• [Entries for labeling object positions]
************

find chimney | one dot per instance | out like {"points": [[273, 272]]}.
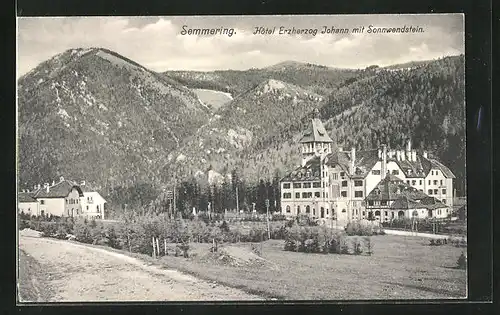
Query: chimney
{"points": [[353, 159], [384, 161]]}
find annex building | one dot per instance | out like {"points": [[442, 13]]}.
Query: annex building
{"points": [[352, 184]]}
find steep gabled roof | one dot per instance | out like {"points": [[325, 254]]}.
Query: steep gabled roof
{"points": [[316, 132], [25, 197], [308, 172], [59, 190], [363, 163], [392, 188], [404, 202], [413, 169]]}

************

• [Instruction]
Copy out all of the lines above again, requests included, and shift every coordinate in the answers by adding 123 to it. Leave the pictures out.

• [Solution to the exercise]
find chimney | one dot per instance | out like {"points": [[273, 272]]}.
Query: chimney
{"points": [[476, 282], [507, 284]]}
find annex building | one dot per instance | out like {"points": [[442, 13]]}.
Query: annex building
{"points": [[475, 307]]}
find steep gabled roof | one dot per instance | out like {"points": [[325, 254]]}.
Query: steep gabled roof
{"points": [[439, 255], [148, 320], [431, 295], [182, 313], [486, 286], [515, 311], [527, 325], [536, 292]]}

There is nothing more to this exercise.